How to complete this task =>
Repeat the records below exactly.

Saved entries:
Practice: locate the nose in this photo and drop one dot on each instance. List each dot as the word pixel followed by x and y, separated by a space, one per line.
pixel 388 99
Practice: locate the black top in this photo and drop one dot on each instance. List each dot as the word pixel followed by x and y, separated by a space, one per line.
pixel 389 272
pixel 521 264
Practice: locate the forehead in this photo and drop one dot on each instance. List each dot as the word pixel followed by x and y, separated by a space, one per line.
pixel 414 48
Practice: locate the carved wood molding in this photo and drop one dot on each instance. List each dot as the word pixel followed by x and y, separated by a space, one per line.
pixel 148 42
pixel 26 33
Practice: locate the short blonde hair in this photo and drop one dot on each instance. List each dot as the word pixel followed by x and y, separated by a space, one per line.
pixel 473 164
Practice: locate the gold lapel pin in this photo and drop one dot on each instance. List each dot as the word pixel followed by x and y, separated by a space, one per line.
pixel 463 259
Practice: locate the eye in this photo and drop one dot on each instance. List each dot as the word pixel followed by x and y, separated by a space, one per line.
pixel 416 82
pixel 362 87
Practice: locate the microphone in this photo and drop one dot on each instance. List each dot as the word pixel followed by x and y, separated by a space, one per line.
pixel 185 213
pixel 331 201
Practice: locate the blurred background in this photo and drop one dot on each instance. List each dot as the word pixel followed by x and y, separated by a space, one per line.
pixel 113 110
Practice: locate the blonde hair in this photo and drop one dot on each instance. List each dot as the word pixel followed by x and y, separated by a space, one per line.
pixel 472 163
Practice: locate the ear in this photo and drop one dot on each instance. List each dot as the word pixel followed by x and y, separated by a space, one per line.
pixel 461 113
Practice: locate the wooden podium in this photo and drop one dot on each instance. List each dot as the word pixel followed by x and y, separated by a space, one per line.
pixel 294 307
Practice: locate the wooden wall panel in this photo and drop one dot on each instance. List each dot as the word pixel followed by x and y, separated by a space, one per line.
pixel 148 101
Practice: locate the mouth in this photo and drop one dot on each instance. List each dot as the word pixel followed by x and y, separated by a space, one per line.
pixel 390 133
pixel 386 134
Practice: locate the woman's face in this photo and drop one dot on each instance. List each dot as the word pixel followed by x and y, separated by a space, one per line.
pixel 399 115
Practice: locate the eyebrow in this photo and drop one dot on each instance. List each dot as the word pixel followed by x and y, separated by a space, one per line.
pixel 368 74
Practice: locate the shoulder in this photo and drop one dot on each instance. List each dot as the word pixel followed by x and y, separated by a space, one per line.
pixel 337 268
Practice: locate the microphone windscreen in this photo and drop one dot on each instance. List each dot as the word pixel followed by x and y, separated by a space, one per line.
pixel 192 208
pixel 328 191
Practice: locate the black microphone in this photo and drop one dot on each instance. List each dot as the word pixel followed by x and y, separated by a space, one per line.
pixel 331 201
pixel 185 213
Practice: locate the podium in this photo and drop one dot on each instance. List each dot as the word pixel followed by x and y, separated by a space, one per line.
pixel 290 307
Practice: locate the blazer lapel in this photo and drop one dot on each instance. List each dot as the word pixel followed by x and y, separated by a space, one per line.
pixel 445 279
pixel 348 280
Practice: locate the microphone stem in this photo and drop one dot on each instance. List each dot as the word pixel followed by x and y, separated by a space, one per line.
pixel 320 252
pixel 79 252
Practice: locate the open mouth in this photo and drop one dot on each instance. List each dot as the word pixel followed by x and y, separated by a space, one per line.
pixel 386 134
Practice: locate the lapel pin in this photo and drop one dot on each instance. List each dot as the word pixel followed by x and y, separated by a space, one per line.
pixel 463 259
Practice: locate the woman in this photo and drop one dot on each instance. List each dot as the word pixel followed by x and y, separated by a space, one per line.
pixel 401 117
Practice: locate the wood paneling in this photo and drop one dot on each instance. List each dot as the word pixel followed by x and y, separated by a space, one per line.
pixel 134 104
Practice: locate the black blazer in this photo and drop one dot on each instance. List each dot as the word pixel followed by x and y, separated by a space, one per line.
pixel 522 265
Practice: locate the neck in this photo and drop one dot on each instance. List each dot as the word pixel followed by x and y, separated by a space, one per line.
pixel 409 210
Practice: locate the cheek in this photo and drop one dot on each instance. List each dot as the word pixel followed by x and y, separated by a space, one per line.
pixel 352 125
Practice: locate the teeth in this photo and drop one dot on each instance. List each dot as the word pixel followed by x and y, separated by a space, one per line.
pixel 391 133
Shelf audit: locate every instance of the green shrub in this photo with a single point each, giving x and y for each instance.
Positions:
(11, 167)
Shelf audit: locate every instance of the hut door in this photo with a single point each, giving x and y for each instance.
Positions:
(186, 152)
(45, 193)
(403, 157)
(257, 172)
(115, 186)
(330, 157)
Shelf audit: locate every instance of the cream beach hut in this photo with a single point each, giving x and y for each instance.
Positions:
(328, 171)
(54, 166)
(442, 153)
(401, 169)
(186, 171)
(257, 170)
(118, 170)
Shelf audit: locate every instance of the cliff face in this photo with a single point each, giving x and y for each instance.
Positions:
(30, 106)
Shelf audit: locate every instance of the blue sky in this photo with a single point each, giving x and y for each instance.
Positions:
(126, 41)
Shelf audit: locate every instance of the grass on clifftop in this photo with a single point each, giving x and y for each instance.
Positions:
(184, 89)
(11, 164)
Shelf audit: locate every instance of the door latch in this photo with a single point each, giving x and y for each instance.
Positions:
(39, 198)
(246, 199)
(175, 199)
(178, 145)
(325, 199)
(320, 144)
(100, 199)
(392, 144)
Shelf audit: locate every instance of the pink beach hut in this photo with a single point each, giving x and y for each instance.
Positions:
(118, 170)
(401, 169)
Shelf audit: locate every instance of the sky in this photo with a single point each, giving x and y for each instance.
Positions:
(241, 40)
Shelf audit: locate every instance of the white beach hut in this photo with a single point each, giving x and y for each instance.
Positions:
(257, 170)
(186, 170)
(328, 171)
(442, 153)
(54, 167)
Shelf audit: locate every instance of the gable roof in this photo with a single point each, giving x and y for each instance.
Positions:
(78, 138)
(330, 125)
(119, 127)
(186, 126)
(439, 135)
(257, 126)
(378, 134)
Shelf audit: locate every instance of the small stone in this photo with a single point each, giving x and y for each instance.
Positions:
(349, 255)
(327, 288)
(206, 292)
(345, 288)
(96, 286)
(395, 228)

Response box =>
Practice: locate the nose in this photo and drop one dot on each instance. List each dot as the word pixel followed by x and y, separated by a space, one per line.
pixel 388 99
Practice: locate the black top in this photo and drop one dot on each instance. List each dot as the word pixel followed by x and y, separated by a space, one per line.
pixel 389 272
pixel 521 264
Practice: locate the forehead in this photo and drop one dot on each instance. List each dot as the word pixel followed by x and y, separated by a space, one per line.
pixel 414 48
Practice: locate the carved wood molding in this photo and drop one dot on each instance. List each dot as the word pixel followed by x and y, separated by a space, one per line.
pixel 148 42
pixel 26 33
Practice: locate the short blonde hair in this photo and drop one dot on each instance. List each dot as the word pixel followed by x and y, separated by a space, one per line.
pixel 473 164
Practice: locate the gold lapel pin in this photo and drop one dot on each instance. List each dot as the word pixel followed by x and y, separated by a space, one per line.
pixel 463 259
Practice: locate the eye in this photo and drop one dot on each instance. List each dot as the word pixel followed by x and y, separated by a space, one per line.
pixel 416 82
pixel 362 87
Practice: locate the microphone in this photo and drop one dot on each instance. List each dot as the word pixel followed by x and y, separated by a space, one per line.
pixel 185 213
pixel 331 201
Practice: locate the blurred background in this photo and drop one dot on each instance. List each dot as the word pixel followed by x and y, separated by a space, one per line.
pixel 113 110
Practice: locate the blonde hair in this photo and drop one dot on each instance. List each dot as the word pixel followed by x and y, separated by a space, one per line.
pixel 472 163
Practice: locate the ear in this photo and drop one dot on each instance. List each dot as the word pixel followed by x and y, separated by a space, one per line.
pixel 461 113
Practice: locate the wooden podium in this photo and drop one dot on each instance. List each dot as the word pixel followed by x and y, separated by a space, one per line.
pixel 294 307
Practice: locate the wooden wall panel in this photo and drop one dot on each instance. List each dot as the word pixel followed by x and y, separated by a space, one per line.
pixel 148 101
Practice: locate the mouth in this photo and drop one dot on each instance. List each dot as the word pixel followed by x and y, separated by a space, one per line.
pixel 390 133
pixel 386 134
Practice: locate the woman's face in this photo and drop one dot on each instance. List each dot as the word pixel followed by x and y, separated by a space, one per line.
pixel 399 115
Practice: locate the eyebrow in this photo and drop one dot on each instance. List each dot as the word pixel followed by x and y, separated by a space, one per line.
pixel 368 74
Practice: locate the shoulder in this photo and drop one dot on each instance. List each dot as the word pixel followed by x and y, separated by a space, one per line.
pixel 337 268
Practice: locate the microphone windscreen in this photo and drop one dot on each instance. List each dot as the word pixel followed by x and y, separated by a space, one per line.
pixel 192 208
pixel 328 191
Practice: locate the black microphone in this photo and drop one dot on each instance. List each dot as the word pixel followed by x and y, separated by a space, one per line.
pixel 331 201
pixel 185 213
Practice: locate the podium in this photo and drop one dot on each instance. List each dot as the word pixel followed by x and y, separated by a space, one per line.
pixel 290 307
Practice: locate the blazer lapel in this photo and drop one dot on each instance. List each dot as the word pixel followed by x and y, separated by a space, one per line.
pixel 445 279
pixel 348 280
Practice: locate the microphone stem in this photo and drop one dot on each instance. List each dot as the word pixel followed by x and y, separated by a space, one per line.
pixel 320 252
pixel 79 252
Practice: locate the open mouth in this photo and drop one dot on each instance. List each dot as the word pixel followed by x and y, separated by a space, one per line.
pixel 386 134
Practice: locate the lapel pin in this photo and drop one dot on each instance. List each dot as the word pixel followed by x and y, separated by a space, one per line.
pixel 463 259
Practice: locate the woman in this photo and drop one dot on each instance. List each dot as the word pixel followed by x and y, separated by a space, one per line.
pixel 401 117
Practice: locate the wood paneling in this photo and drop one dot on each instance. List each dot as the word pixel followed by x and y, separated by a space, one per line.
pixel 134 104
Practice: locate the black blazer in this photo and drop one dot on each instance. List each dot as the word pixel followed by x and y, separated by a space, one per line.
pixel 522 265
Practice: locate the neck in this photo and drop one dot on each instance. List each dot as the word pixel followed by x and y, separated by a space, one per line.
pixel 409 210
Practice: locate the cheek in this photo and drop one dot on each instance. List each dot as the word pixel followed by x and y, separated by a space, one per line.
pixel 352 125
Practice: locate the teeth in this photo and drop one dot on each instance. List each dot as the word pixel followed by x and y, separated by a space, one per line.
pixel 391 133
Shelf audit: locate every instance of the green shrub in this photo with a single point each, giving x and y for each instance.
Positions:
(11, 167)
Shelf audit: locate every instance of the hut door in this photo with a single point each, giving x and y for each instance.
Positions:
(186, 152)
(45, 193)
(403, 157)
(257, 172)
(115, 186)
(330, 157)
Shelf audit: locate every instance of the cream beach hut in this photo with a single point each, giving x and y for each instance.
Positions:
(328, 171)
(54, 166)
(442, 153)
(401, 169)
(186, 171)
(257, 170)
(118, 170)
Shelf audit: locate every instance of the cliff face in this photo with a single point each, giving x and y for each instance.
Positions:
(30, 106)
Shelf audit: locate every instance of the blue sky in this photo with a single point each, giving x and y for each instance.
Positions:
(126, 41)
Shelf audit: locate every instance of the grass on clifftop in this photo with a single point each, giving x and y for each instance.
Positions:
(184, 89)
(11, 164)
Shelf audit: locate every instance of the door latch in this photo with a single point each, giving x and y for each instance.
Positions:
(39, 198)
(246, 199)
(175, 199)
(178, 145)
(325, 199)
(320, 144)
(100, 199)
(392, 144)
Shelf audit: locate every instance of the pink beach hut in this photo with a single point each, giving x and y for each instance.
Positions:
(118, 170)
(401, 169)
Shelf audit: locate every instance of the sky in this photo with a single point each, giving x and y for each instance.
Positions:
(241, 40)
Shelf audit: locate every instance of the white beach hut in this photo with a single point each, giving x and y for each instance.
Positions:
(257, 170)
(186, 170)
(328, 171)
(442, 153)
(54, 167)
Shelf audit: locate every instance of the gable roof in this photo with a single point each, giving x and y for each instance.
Positions:
(78, 138)
(330, 125)
(119, 127)
(186, 126)
(439, 135)
(257, 126)
(378, 134)
Shelf audit: locate every instance of the small stone in this photo with a single point each, giving x and y for each instance.
Positions:
(349, 255)
(327, 288)
(206, 292)
(345, 288)
(96, 286)
(395, 228)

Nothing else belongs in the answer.